Una de callos

JOSÉ VARELA FAÍSCAS

FERROL CIUDAD

17 mar 2019 . Actualizado a las 05:00 h.

Entre los platos enaltecidos por los chefs José Andrés y los hermanos Adriá para su carta en el Mercado Little Spain que acaban de abrir en Nueva York figura ese ochomil de la casquería vacuna que son los callos. Cuando la convergencia cósmica de ingredientes con linajes tan dispares y orígenes tan distantes obra el prodigio, el resultado solo es comparable a una sinfonía de Bruckner bajo la batuta de Horenstein: su enjambre instrumental y densidad orquestal, aun cuando los empastes cromáticos no dejen fisuras, permiten a un oído diestro identificar los sonidos y su paternidad. La autora de La elegancia del erizo, Muriel Barbery, lo es también de una novela breve, Rapsodia Gourmet (Seix Barral), una pieza deliciosa, una joya en una cajita de música lacada y con taraceas, almíbar para los golosos. En ella nos desvela que es la palabra la que inmortaliza la memoria sápida, el recuerdo de los platos de nuestra infancia -por si la concatenación de subordinadas de Proust no alcanzase-. De ahí la pertinencia de la pregunta que el antipático protagonista de la novelita formula a su hijo pequeño cuando este comparte que le ha gustado lo que acaba de comer: «¿Por qué?» No basta un «está rico». Hay que explorar en las consistencias, los aromas, las densidades, las notas de sabor, la masticación, los carrillos, las papilas... (sin llegar a la Fisiología del paladar de Brillat-Savarin, un tanto anticuado ya). En los callos, un hito del mestizaje culinario, se compendian siglos de cocina; son, más que una enciclopedia del gusto, una biblioteca gastronómica en sí mismos. Ya ni les cuento si quien gobierna la marmita es Manolo Villar, de A Ramalleira, en Pantín.

> [Por hacer] Según el texto sobre los callos, ¿en qué ciudad han abierto José Andrés y los hermanos Adriá el Mercado Little Spain? Las líneas no hacen falta para responder.

> [Líneas de datos]
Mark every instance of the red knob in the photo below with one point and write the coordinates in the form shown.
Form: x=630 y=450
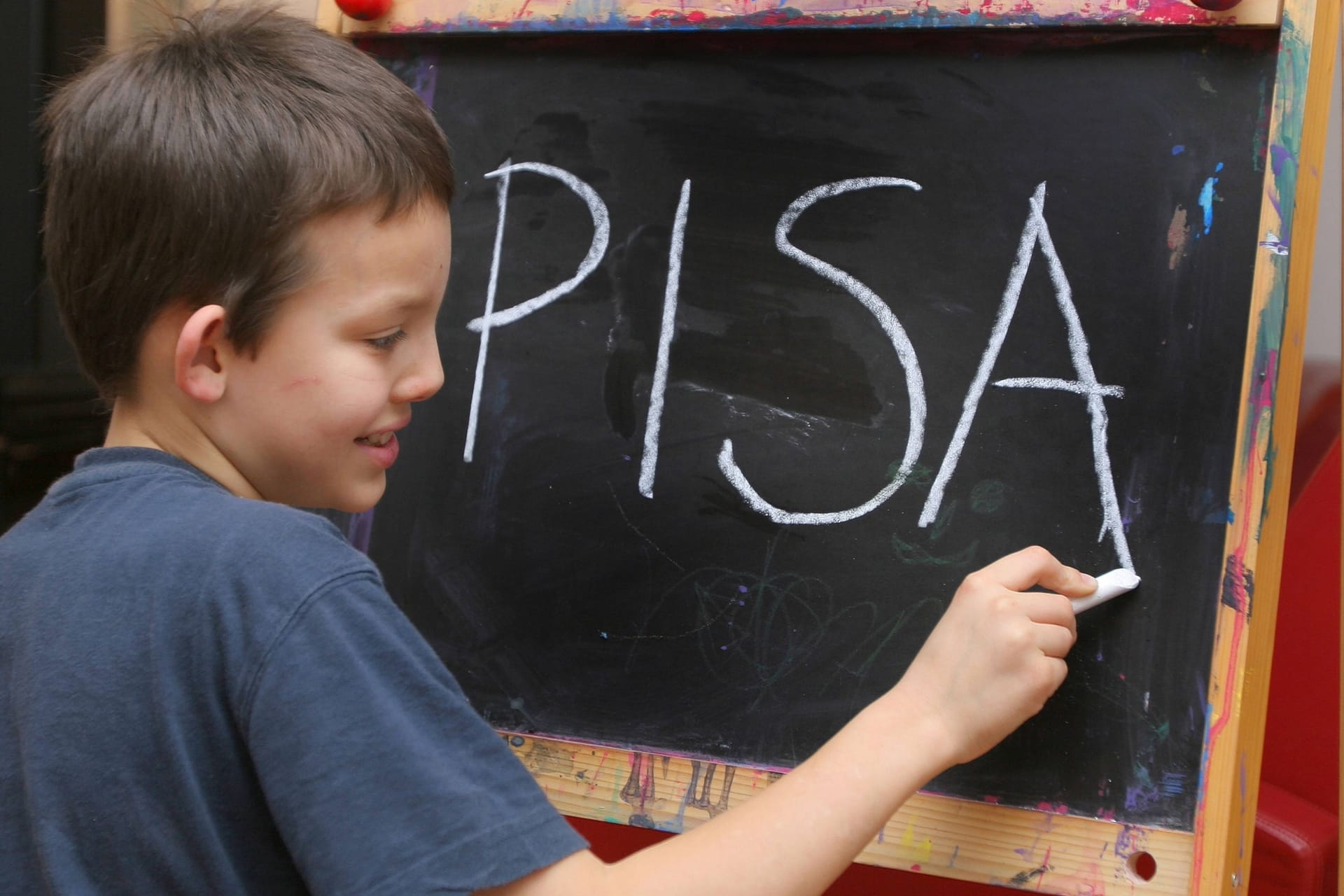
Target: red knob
x=365 y=10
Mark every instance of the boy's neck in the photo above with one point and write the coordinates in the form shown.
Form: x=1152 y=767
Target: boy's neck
x=134 y=426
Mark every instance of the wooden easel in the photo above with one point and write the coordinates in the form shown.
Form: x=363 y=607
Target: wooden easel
x=1214 y=859
x=933 y=833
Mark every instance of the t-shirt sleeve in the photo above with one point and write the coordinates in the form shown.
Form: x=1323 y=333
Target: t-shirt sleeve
x=378 y=773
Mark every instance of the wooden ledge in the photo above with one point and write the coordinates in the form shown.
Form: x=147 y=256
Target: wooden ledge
x=433 y=16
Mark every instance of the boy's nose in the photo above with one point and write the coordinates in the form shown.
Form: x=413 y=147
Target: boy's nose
x=422 y=379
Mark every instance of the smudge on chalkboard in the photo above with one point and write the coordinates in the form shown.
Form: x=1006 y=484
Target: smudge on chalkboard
x=1208 y=198
x=1177 y=235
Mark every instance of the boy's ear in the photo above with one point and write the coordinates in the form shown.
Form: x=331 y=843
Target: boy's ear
x=198 y=367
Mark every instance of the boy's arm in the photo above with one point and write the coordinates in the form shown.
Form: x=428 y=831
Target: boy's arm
x=990 y=665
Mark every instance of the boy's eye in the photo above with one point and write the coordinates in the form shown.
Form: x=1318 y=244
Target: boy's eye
x=387 y=342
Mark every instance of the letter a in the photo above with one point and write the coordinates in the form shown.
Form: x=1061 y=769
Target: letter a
x=1038 y=232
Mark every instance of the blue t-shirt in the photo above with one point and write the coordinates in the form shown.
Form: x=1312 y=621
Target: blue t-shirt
x=203 y=694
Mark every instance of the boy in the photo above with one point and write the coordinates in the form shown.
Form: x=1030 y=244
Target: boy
x=207 y=691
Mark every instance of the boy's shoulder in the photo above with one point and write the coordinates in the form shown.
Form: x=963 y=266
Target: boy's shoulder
x=144 y=512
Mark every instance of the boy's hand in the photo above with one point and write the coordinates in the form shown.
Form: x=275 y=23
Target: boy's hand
x=996 y=654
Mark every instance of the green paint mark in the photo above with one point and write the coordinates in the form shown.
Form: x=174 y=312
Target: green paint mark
x=914 y=555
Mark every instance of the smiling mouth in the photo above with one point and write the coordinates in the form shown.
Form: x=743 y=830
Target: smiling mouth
x=377 y=440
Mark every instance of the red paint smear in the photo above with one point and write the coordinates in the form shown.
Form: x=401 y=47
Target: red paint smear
x=1259 y=406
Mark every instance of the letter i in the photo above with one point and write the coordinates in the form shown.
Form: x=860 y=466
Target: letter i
x=660 y=371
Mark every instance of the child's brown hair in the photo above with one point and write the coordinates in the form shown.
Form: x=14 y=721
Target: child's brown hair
x=185 y=169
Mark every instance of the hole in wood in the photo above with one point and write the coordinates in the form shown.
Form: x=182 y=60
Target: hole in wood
x=1142 y=867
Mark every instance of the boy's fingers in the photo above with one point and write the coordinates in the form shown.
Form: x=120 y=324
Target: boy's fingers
x=1054 y=641
x=1049 y=609
x=1038 y=566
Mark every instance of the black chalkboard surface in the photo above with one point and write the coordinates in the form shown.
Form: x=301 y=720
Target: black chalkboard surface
x=1035 y=305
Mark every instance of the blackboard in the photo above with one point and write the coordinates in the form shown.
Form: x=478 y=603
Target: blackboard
x=956 y=293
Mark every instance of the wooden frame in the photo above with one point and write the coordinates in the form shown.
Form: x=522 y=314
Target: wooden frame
x=1047 y=850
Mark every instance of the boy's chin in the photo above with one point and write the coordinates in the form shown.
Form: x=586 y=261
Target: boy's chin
x=355 y=500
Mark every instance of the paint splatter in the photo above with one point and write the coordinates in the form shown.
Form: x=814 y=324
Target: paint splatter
x=1177 y=237
x=1238 y=584
x=1208 y=198
x=1273 y=244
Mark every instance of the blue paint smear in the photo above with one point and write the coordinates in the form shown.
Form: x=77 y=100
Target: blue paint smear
x=1278 y=156
x=1206 y=199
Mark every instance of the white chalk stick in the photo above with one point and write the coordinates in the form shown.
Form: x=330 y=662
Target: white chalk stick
x=1109 y=584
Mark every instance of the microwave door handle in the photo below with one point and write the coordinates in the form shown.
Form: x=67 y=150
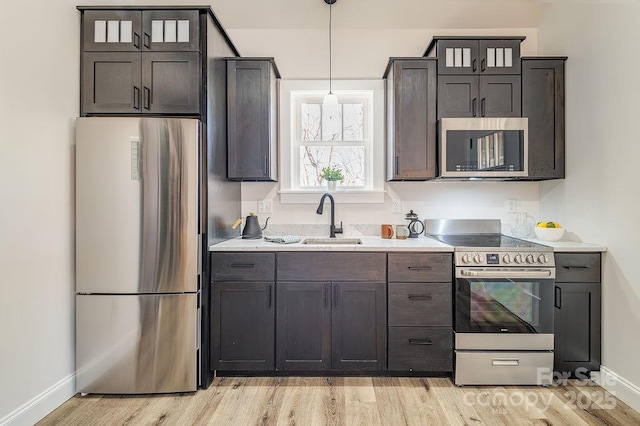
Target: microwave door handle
x=505 y=273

> [Espacio de respuesta] En Nueva York.